Exercise goal:
Rewrite everything in the data from the line containing "of the parking" down to the line containing "x=351, y=33", including both of those lines, with "parking lot asphalt" changed to "parking lot pavement". Leave everything else unchanged.

Entries shown:
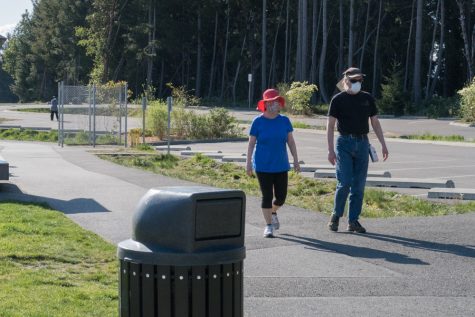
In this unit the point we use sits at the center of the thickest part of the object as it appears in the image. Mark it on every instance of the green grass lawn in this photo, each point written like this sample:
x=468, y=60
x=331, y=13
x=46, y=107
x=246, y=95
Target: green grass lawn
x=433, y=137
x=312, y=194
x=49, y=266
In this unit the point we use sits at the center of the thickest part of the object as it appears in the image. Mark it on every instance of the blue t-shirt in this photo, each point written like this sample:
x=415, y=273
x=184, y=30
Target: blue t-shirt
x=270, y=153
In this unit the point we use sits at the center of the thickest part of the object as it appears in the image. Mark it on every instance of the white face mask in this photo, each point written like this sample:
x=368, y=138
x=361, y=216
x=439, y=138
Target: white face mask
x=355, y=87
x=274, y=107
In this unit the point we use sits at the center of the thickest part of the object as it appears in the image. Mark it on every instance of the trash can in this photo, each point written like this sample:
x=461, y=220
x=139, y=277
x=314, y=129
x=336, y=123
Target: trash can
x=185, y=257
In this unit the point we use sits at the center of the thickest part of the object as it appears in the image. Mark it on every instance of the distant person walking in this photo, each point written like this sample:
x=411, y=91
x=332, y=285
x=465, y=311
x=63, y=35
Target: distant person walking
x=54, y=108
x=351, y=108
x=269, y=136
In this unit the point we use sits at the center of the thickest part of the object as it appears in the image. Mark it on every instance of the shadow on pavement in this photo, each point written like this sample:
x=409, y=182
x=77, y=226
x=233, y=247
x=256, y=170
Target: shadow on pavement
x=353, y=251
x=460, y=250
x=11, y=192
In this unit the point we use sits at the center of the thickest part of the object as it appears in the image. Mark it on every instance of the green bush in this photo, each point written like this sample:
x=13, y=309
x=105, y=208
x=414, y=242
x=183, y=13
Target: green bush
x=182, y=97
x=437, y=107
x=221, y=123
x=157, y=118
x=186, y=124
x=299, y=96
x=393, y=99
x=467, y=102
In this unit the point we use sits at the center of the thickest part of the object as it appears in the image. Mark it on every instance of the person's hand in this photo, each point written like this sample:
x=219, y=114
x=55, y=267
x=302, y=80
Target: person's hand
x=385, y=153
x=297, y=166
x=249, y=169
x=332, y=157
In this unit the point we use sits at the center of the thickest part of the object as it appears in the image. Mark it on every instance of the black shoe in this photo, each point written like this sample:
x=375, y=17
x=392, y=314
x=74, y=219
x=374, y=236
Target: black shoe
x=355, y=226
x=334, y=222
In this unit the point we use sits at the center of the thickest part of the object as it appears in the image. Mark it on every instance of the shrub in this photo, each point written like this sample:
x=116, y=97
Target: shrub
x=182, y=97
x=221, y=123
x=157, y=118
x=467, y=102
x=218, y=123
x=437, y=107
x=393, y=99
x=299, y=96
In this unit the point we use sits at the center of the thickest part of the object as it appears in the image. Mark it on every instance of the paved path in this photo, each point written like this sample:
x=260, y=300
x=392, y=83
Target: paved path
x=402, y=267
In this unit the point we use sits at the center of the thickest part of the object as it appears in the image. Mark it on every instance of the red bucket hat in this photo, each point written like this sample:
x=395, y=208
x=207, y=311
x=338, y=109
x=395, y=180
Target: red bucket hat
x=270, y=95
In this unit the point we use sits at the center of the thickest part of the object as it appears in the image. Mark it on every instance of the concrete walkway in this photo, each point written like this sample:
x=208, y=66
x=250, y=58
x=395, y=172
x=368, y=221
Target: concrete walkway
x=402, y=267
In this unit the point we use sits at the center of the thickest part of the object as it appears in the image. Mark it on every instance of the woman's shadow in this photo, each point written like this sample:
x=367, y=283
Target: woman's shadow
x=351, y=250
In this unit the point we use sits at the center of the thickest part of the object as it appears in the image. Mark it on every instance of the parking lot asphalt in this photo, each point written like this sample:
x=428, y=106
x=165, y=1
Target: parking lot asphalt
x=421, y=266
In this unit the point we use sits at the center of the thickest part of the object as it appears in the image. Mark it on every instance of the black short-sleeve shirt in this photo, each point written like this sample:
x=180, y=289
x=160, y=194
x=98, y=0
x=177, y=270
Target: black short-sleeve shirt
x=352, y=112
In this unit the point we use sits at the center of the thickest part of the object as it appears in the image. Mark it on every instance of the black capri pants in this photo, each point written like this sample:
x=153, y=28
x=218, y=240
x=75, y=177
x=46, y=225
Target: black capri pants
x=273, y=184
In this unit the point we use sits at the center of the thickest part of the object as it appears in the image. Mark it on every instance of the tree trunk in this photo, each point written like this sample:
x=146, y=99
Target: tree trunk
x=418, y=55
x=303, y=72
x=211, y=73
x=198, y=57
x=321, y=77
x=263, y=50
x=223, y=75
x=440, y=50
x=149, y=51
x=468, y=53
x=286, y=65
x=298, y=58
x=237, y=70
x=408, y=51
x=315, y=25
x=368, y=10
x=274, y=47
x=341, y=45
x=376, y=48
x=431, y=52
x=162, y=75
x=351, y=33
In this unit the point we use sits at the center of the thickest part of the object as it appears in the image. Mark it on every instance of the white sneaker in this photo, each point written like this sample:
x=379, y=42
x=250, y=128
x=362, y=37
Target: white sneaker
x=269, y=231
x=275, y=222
---
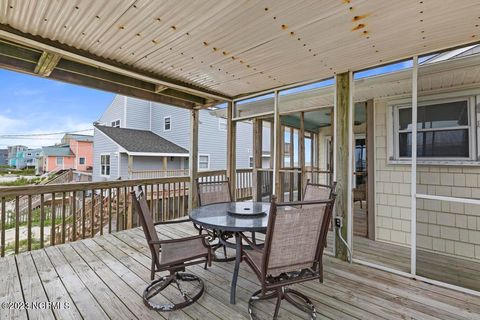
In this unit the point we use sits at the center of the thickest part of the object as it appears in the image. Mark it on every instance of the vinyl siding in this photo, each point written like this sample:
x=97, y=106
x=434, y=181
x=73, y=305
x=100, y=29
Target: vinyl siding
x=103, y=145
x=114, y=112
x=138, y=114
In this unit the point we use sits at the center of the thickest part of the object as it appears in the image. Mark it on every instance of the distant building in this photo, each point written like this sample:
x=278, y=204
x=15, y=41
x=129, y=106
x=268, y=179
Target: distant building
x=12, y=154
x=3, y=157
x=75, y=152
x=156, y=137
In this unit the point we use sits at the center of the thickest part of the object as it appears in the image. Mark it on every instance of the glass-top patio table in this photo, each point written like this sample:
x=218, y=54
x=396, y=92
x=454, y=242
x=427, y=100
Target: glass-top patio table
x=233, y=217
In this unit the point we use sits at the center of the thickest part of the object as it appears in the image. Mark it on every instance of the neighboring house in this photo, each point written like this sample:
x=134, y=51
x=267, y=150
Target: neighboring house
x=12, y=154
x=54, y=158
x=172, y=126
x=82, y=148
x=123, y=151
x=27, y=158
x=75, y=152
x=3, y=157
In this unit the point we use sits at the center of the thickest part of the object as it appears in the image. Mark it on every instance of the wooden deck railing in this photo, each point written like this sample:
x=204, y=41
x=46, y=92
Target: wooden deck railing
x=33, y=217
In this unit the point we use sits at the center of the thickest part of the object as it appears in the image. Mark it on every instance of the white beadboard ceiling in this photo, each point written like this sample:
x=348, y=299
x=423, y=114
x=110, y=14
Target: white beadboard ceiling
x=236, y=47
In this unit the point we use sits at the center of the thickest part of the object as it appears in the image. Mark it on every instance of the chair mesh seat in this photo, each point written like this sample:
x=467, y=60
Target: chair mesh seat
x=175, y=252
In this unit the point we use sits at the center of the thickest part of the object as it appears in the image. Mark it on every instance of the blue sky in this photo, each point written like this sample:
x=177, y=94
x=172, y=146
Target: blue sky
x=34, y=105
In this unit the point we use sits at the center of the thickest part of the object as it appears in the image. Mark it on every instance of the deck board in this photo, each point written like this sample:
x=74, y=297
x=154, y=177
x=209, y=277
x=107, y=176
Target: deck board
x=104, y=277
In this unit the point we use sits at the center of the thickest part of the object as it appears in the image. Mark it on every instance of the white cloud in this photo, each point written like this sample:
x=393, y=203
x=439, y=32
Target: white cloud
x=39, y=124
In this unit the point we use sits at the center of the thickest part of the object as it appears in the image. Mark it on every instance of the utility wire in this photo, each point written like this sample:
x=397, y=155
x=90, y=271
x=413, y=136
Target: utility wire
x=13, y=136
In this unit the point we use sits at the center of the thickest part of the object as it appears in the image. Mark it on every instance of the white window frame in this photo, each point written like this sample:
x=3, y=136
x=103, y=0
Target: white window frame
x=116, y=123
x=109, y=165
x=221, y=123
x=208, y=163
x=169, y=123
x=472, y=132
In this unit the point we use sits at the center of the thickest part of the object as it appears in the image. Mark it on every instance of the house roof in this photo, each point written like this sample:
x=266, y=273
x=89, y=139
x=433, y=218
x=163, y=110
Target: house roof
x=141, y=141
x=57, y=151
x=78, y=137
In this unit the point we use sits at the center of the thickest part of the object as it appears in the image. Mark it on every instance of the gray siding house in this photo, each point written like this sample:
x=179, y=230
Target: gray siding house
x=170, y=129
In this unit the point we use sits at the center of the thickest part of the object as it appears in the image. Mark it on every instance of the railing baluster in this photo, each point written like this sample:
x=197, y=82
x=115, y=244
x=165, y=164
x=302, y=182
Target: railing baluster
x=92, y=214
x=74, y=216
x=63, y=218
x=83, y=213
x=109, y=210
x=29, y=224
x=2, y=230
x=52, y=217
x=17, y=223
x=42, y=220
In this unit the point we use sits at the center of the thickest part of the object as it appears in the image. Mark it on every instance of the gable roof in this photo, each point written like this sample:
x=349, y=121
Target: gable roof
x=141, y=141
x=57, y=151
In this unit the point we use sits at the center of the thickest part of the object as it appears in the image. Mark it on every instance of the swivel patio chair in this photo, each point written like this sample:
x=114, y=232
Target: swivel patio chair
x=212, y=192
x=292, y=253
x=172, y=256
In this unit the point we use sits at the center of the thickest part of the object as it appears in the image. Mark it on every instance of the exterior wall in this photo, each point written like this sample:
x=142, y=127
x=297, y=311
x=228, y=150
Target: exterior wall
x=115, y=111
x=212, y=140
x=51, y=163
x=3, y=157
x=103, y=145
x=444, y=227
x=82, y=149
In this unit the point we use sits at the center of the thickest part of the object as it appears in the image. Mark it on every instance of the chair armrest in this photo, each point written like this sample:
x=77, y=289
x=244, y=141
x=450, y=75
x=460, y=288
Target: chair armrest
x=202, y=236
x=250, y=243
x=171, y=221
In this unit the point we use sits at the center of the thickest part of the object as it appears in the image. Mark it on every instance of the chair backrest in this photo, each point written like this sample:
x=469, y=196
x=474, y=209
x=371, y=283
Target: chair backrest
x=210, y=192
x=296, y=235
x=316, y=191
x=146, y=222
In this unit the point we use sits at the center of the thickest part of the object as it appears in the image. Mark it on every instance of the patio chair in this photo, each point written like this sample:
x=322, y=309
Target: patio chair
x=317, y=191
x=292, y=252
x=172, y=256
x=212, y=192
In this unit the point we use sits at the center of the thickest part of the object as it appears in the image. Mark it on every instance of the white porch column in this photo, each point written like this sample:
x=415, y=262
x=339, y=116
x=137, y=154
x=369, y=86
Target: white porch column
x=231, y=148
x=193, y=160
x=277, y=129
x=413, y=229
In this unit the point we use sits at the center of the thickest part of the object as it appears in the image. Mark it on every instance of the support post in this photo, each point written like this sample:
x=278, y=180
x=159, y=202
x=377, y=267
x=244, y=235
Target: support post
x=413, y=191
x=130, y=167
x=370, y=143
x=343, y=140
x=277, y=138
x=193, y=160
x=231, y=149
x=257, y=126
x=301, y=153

Correct result:
In this unit the point we use sits at the center of the thickest part of the object as it appears in the image. Mark it on every instance of the parking lot pavement in this photo, each point written like this sample:
x=428, y=106
x=165, y=1
Target: parking lot pavement
x=421, y=266
In this unit the point we use sits at the center of the thickest part of the object as it appears in the image. Mark it on every instance of the black short-sleeve shirt in this photo, each point written like this sample:
x=180, y=289
x=160, y=194
x=98, y=0
x=177, y=270
Target: black short-sleeve shirt
x=352, y=112
In this unit the point we use sits at the center of the thickest part of the object as it appears in the image. Mark it on every instance of the black capri pants in this photo, each point written like this sample:
x=153, y=28
x=218, y=240
x=75, y=177
x=46, y=225
Target: black capri pants
x=273, y=184
In this unit the point we use sits at the center of the thickest part of the object as it appears in the image. Mark it on every instance of the tree trunk in this photo, each point written like this sample:
x=146, y=99
Target: tree trunk
x=418, y=55
x=303, y=72
x=211, y=73
x=198, y=57
x=321, y=77
x=263, y=50
x=223, y=75
x=440, y=50
x=149, y=51
x=468, y=53
x=286, y=65
x=298, y=58
x=237, y=70
x=408, y=51
x=315, y=25
x=368, y=10
x=274, y=47
x=341, y=45
x=376, y=48
x=431, y=52
x=162, y=75
x=351, y=33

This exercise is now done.